Problem description
Find every line in the entries below that contains the word "tower", with uppercase and lowercase letters matching exactly, and copy each of those lines.

Dataset records
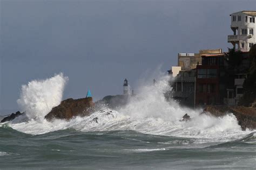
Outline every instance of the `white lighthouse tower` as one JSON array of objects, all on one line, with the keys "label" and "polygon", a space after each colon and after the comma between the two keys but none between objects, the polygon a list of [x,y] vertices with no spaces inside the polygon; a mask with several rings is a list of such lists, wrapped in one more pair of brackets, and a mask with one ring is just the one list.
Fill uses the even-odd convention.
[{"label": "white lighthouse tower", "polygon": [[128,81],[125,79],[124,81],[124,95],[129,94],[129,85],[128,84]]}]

--

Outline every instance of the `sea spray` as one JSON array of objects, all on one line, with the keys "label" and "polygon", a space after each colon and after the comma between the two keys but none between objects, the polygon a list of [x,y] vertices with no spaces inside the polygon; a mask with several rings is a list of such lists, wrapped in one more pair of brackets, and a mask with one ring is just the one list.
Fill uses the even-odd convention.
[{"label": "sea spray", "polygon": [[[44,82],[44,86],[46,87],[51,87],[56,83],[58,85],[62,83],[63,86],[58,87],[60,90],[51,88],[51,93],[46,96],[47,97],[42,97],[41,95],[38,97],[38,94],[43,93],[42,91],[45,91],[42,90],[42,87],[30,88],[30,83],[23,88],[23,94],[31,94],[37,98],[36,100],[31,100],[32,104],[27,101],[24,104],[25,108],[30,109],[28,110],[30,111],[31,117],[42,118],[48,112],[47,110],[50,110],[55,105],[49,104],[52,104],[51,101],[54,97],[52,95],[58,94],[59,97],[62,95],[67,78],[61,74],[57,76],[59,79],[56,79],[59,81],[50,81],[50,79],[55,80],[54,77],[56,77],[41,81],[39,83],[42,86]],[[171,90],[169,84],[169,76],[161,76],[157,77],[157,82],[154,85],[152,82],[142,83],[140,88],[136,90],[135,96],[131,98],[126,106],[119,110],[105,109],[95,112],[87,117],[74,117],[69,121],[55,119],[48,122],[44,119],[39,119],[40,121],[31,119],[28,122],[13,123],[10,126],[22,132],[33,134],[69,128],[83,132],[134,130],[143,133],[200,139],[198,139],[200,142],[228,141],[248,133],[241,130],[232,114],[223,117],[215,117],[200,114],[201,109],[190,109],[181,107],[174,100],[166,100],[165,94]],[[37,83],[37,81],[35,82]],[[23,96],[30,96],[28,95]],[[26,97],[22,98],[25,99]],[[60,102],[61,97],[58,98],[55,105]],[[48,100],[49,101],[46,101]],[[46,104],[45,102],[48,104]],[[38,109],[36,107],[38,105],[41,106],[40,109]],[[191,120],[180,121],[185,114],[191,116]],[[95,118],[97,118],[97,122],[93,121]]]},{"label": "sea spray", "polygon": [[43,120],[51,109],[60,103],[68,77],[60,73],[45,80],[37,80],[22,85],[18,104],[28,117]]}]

---

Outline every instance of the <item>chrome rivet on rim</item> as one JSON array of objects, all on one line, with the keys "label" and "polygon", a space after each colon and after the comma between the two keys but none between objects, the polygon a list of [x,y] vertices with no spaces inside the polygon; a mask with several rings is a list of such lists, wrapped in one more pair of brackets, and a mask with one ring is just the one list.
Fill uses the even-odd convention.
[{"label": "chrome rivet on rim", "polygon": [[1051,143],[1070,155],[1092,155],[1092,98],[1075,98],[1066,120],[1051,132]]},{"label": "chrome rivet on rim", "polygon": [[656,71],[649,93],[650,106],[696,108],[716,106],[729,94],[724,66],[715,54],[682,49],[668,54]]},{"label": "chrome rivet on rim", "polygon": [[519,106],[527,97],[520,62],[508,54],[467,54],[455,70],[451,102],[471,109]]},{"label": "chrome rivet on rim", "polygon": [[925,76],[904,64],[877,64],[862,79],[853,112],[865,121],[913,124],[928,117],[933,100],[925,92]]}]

Solution for this exercise
Outline every instance of the `white lighthouse tower` as one JSON array of objects, all on one line, with the keys "label" and "polygon", a space after each colon and after the comma between the two keys but none between objects, the polygon a list of [x,y] vertices with no spaces inside the polygon; a mask with several rings is a list of such lists, wrapped in one more pair of brackets, and a mask with one ring is just the one list.
[{"label": "white lighthouse tower", "polygon": [[128,81],[125,79],[124,81],[124,95],[129,94],[129,85],[128,84]]}]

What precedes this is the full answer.